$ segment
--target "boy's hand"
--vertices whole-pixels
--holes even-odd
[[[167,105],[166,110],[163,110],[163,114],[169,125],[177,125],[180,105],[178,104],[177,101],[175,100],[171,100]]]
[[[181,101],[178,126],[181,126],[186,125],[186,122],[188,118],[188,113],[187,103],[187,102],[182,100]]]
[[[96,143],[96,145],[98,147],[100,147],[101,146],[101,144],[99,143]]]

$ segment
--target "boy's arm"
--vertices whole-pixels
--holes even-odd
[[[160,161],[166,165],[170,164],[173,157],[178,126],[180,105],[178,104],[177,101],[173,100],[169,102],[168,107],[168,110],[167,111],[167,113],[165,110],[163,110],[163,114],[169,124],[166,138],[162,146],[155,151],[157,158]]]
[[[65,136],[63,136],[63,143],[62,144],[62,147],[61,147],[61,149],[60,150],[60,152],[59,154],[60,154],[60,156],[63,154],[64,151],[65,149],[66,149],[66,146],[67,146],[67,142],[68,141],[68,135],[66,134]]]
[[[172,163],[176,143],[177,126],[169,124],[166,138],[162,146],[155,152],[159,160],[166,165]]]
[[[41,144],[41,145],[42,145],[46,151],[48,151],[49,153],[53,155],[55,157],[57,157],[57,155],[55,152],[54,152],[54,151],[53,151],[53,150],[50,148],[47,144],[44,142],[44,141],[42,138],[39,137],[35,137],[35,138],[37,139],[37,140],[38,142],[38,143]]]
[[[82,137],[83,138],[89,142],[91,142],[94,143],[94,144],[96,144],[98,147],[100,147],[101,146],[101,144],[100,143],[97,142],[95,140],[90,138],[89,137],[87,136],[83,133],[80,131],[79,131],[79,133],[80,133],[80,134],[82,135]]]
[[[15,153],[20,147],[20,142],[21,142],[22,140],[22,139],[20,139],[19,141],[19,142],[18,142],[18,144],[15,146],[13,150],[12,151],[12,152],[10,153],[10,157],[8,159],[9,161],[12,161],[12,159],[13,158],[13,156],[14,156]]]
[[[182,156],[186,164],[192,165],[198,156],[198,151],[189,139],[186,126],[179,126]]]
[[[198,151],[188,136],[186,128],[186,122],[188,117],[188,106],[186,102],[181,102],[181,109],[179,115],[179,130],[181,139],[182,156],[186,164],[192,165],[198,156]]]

What is expected. Please return all of the data above unchanged, line for line.

Solution to the exercise.
$ segment
--target "boy's hand"
--vertices whole-pixels
--holes even-odd
[[[167,105],[166,110],[163,110],[163,114],[169,125],[177,125],[180,105],[178,104],[177,101],[175,100],[171,100]]]
[[[181,101],[178,126],[181,126],[186,125],[186,122],[188,118],[188,113],[187,103],[187,102],[182,100]]]
[[[96,143],[96,145],[98,147],[100,147],[101,146],[101,144],[99,143]]]

$ segment
--target "boy's arm"
--vertices whole-pixels
--holes even-odd
[[[160,161],[166,165],[170,164],[173,157],[178,126],[180,105],[178,104],[177,101],[173,100],[169,102],[168,107],[168,110],[167,111],[167,113],[165,110],[163,110],[163,114],[169,124],[166,138],[162,146],[155,151],[157,158]]]
[[[65,136],[63,136],[63,143],[62,144],[62,147],[61,147],[61,149],[60,150],[60,152],[59,154],[60,154],[60,156],[63,154],[64,151],[65,149],[66,149],[66,146],[67,146],[67,142],[68,141],[68,135],[66,134]]]
[[[172,163],[176,143],[177,126],[169,124],[166,138],[162,146],[155,152],[159,160],[166,165]]]
[[[41,144],[41,145],[42,145],[46,151],[48,151],[49,153],[53,155],[55,157],[57,157],[57,155],[55,152],[54,152],[54,151],[53,151],[53,150],[50,148],[47,144],[44,142],[44,141],[42,138],[39,137],[35,137],[35,138],[37,139],[37,140],[38,142],[38,143]]]
[[[82,137],[83,138],[89,142],[91,142],[94,143],[94,144],[96,144],[98,147],[100,147],[101,146],[101,144],[100,143],[97,142],[95,140],[90,138],[89,137],[87,136],[83,133],[80,131],[79,131],[79,133],[80,133],[80,134],[82,135]]]
[[[15,153],[20,147],[20,142],[21,142],[22,140],[22,139],[20,139],[19,141],[19,142],[18,142],[18,144],[15,146],[13,150],[12,151],[12,152],[10,153],[10,157],[8,159],[9,161],[12,161],[12,159],[13,158],[13,156],[14,156]]]
[[[182,156],[186,164],[192,165],[198,156],[198,151],[189,139],[186,126],[179,126]]]
[[[198,151],[188,136],[186,128],[186,122],[188,117],[188,106],[186,102],[181,102],[181,109],[179,115],[179,130],[181,139],[182,156],[186,164],[192,165],[198,156]]]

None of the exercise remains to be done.